** BEGIN TEXT BLOCK **

Interesting. MySQL found a plan where every join is optimized into a hash join. And it did it without having to inspect every single possible plan.

MySQL's EXPLAIN exposes an important piece of the puzzle by showing us that such an optimization is even possible for this query. It turns out, every similar test in the test suite is amenable to such an optimization, but only if we can identify the join order that allows it. I already said that it's not possible to efficiently do join planning in the general case. But we don't need to solve it for the general case: just this specific one.

Dolt already performs something called Functional Dependency Analysis in order to deduce information about the relationships between different columns in a relation. I suspected that it should be possible to use the results of this analysis as a heuristic to guide the join order: pick an order that the heuristic tells us should be the best, then check if it's good enough. If it is, we're done! No brute force required.

This approach paid off. I'm skimming over a lot of the details here, because to talk about Functional Dependencies and Join Planning in full would be an entire blog post on its own. Maybe my next post will explore it in more detail since it's a riveting tale (assuming you like graph theory as much as I do). But the important part is: a query that once took longer to run than the entirety of human civilization now takes a tenth of a second. And although we were targeting a very specific set of benchmark queries with this optimization, we weren't just "optimizing for the benchmark". The improvements that we made to join planning will likely have a positive impact on many user queries as well.

** END TEXT BLOCK **
** BEGIN DATASET RECORDS **

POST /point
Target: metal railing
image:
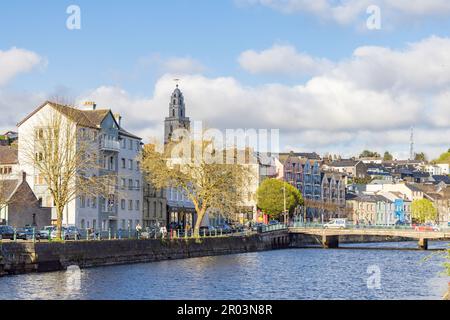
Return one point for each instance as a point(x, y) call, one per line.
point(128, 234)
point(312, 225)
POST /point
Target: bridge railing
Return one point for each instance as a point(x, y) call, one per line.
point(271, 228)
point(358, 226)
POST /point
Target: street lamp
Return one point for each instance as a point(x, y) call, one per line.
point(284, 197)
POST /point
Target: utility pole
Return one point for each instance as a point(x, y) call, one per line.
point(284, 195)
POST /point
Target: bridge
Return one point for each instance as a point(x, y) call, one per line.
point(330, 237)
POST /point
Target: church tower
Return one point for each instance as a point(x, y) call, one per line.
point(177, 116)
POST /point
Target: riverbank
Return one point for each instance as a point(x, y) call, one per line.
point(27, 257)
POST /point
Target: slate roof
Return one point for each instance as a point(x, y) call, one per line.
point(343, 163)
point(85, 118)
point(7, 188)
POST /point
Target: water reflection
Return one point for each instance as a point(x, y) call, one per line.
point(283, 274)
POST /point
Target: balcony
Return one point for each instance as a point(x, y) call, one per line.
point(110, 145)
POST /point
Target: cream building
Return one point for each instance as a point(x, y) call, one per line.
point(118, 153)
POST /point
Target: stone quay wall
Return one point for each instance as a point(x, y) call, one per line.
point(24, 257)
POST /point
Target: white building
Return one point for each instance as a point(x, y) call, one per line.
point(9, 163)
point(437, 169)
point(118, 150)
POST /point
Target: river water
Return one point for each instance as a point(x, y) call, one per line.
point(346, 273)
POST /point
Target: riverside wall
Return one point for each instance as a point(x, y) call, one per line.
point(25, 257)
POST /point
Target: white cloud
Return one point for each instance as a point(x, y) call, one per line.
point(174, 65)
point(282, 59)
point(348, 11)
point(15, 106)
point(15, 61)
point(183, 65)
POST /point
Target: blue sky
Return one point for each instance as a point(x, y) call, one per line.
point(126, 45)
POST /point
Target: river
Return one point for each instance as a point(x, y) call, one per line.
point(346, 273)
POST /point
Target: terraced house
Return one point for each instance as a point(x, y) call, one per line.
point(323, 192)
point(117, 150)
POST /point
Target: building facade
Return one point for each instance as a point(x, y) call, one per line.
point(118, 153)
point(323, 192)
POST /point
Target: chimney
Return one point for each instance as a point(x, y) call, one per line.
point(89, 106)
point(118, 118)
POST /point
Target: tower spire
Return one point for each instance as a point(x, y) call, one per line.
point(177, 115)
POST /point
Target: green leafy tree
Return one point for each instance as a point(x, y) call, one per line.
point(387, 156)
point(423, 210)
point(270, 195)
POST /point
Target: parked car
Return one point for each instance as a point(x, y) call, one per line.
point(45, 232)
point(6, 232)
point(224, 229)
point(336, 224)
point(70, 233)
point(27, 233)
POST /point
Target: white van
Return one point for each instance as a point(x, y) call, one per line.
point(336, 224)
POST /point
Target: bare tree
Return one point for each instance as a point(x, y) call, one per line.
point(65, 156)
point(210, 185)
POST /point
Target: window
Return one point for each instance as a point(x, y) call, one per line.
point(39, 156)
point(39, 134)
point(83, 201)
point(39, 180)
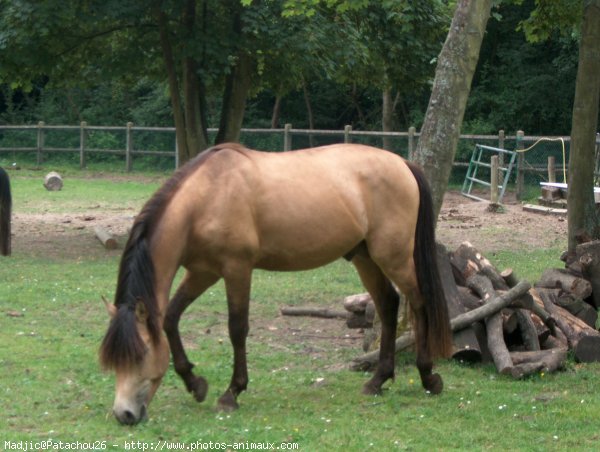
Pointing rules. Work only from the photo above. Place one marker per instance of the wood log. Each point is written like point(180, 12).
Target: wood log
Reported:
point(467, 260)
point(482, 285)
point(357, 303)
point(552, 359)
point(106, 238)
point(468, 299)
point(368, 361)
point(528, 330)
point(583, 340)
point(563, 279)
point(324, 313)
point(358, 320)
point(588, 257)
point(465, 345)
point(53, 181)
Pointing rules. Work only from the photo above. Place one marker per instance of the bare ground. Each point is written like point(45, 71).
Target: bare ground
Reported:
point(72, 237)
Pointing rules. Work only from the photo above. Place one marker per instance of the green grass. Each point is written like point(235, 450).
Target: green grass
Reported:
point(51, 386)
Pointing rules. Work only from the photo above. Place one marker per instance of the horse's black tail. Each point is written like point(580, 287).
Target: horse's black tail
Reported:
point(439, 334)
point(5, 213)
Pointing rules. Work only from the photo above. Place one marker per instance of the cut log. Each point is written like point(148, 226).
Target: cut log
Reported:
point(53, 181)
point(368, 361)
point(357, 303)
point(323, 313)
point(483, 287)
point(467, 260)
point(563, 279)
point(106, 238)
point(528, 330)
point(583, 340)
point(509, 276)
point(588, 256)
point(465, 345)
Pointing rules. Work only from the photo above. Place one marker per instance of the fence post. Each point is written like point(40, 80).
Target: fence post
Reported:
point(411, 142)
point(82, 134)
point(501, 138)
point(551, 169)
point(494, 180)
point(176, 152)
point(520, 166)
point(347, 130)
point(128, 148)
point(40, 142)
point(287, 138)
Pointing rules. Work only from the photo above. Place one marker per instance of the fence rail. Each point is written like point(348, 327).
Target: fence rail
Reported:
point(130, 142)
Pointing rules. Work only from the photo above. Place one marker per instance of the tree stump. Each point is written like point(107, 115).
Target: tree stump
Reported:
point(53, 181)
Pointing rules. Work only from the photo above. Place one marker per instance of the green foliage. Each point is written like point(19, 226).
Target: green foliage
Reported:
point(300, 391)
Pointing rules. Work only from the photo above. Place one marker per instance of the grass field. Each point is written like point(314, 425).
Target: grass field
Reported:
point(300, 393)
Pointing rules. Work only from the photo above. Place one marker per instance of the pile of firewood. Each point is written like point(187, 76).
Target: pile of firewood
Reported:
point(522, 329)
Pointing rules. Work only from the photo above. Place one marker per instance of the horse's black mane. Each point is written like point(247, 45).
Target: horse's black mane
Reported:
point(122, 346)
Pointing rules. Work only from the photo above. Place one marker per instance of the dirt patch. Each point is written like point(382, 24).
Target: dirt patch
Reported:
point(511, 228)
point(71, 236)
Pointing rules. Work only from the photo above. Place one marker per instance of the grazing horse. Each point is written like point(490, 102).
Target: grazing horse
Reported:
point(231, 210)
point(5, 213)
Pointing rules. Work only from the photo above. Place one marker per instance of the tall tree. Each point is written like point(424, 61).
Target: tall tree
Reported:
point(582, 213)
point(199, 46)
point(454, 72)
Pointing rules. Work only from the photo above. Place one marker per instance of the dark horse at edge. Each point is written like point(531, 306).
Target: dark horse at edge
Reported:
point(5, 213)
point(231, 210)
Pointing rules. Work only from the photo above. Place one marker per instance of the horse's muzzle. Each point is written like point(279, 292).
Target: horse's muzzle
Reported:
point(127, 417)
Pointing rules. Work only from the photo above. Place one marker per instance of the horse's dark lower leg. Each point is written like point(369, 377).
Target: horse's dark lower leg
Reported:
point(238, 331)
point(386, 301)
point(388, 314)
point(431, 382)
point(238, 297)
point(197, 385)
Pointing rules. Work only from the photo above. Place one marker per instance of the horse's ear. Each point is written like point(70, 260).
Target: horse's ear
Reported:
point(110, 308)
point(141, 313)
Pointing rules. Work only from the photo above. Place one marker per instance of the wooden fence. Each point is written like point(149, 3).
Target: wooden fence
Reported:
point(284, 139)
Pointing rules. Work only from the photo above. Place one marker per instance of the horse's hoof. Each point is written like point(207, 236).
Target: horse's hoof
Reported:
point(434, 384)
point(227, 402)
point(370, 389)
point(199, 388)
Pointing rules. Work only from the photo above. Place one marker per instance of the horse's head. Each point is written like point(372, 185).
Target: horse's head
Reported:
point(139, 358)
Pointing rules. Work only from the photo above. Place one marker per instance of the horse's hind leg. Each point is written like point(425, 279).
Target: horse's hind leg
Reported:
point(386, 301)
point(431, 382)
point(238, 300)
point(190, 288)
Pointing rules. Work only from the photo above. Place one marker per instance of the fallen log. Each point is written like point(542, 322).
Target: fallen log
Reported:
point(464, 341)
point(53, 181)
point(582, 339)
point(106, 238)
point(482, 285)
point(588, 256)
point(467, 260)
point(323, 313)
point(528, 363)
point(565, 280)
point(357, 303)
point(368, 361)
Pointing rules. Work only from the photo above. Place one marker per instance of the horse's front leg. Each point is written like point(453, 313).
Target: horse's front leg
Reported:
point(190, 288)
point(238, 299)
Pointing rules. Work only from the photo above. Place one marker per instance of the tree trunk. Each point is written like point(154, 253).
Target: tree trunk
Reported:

** END DATASET RECORDS **
** BEGIN DATASET RECORDS **

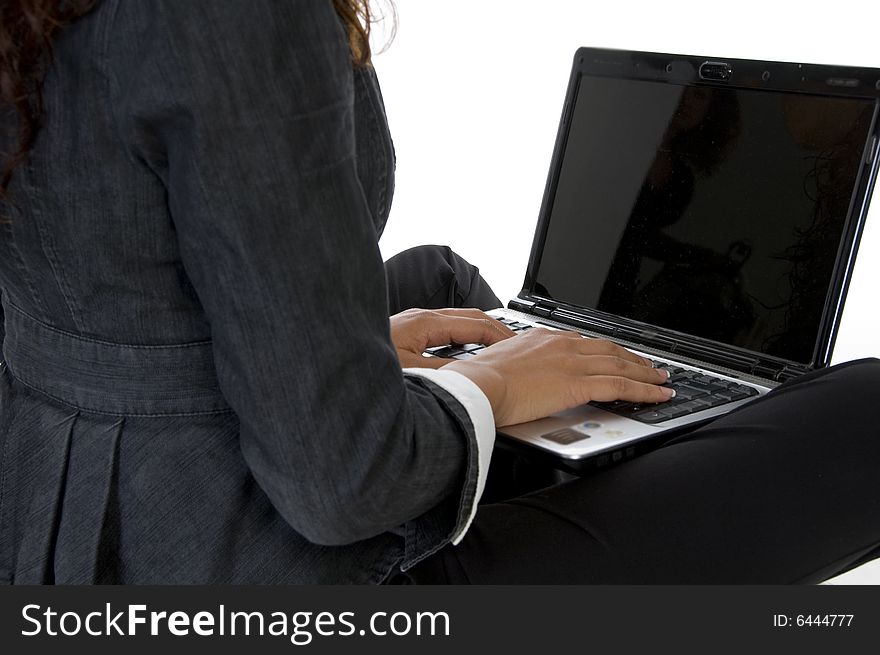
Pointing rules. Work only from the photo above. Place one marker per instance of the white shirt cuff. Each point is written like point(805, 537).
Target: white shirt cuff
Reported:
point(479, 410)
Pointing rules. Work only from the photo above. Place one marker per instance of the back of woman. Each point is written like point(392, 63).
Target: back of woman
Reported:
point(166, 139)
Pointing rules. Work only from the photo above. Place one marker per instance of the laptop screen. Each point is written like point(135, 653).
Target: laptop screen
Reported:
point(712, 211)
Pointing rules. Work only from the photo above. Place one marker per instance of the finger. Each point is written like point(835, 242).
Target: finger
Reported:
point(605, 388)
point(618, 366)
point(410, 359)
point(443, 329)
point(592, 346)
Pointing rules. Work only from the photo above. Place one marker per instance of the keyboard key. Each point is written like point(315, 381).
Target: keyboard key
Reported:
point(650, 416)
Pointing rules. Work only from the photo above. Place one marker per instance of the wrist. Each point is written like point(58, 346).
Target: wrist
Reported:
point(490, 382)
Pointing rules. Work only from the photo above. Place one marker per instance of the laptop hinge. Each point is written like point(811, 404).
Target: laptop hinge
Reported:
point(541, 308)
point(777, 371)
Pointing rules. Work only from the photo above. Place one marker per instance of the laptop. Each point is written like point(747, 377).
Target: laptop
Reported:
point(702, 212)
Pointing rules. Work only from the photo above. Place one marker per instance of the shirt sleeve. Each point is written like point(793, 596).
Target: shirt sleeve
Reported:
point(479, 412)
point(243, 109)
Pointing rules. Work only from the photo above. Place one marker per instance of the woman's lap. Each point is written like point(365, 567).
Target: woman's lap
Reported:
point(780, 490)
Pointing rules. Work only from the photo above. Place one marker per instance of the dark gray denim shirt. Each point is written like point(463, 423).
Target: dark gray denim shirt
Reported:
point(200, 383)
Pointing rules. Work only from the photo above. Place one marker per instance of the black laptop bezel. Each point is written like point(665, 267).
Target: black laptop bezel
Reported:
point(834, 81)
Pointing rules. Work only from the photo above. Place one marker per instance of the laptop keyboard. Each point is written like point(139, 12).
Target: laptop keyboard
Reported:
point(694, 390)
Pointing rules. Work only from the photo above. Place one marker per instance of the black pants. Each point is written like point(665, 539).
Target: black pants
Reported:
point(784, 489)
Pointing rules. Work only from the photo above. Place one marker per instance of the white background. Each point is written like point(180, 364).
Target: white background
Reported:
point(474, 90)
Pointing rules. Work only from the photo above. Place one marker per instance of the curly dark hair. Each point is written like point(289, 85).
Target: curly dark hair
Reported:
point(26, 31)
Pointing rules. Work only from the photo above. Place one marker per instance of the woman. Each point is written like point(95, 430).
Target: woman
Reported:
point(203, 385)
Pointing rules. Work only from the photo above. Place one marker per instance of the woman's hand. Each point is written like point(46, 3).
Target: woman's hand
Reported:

** END DATASET RECORDS **

- [CHALLENGES]
1. In the join planning passage, how long does the query take to run now?
2. Duplicate the join planning passage, starting with "MySQL's EXPLAIN exposes" and going on through "this specific one.".
3. Decide whether each statement agrees with the join planning passage, answering yes or no and quoting the words that settle it: (a) MySQL had to inspect every possible plan to find its hash join plan. (b) Dolt already performs Functional Dependency Analysis. (c) The join planning improvements are expected to help only the benchmark queries.
The records have no connection to the text.

- [ANSWERS BY TASK]
1. A tenth of a second.

2.
MySQL's EXPLAIN exposes an important piece of the puzzle by showing us that such an optimization is even possible for this query. It turns out, every similar test in the test suite is amenable to such an optimization, but only if we can identify the join order that allows it. I already said that it's not possible to efficiently do join planning in the general case. But we don't need to solve it for the general case: just this specific one.

3.
(a) No: "And it did it without having to inspect every single possible plan."
(b) Yes: "Dolt already performs something called Functional Dependency Analysis"
(c) No: "The improvements that we made to join planning will likely have a positive impact on many user queries as well."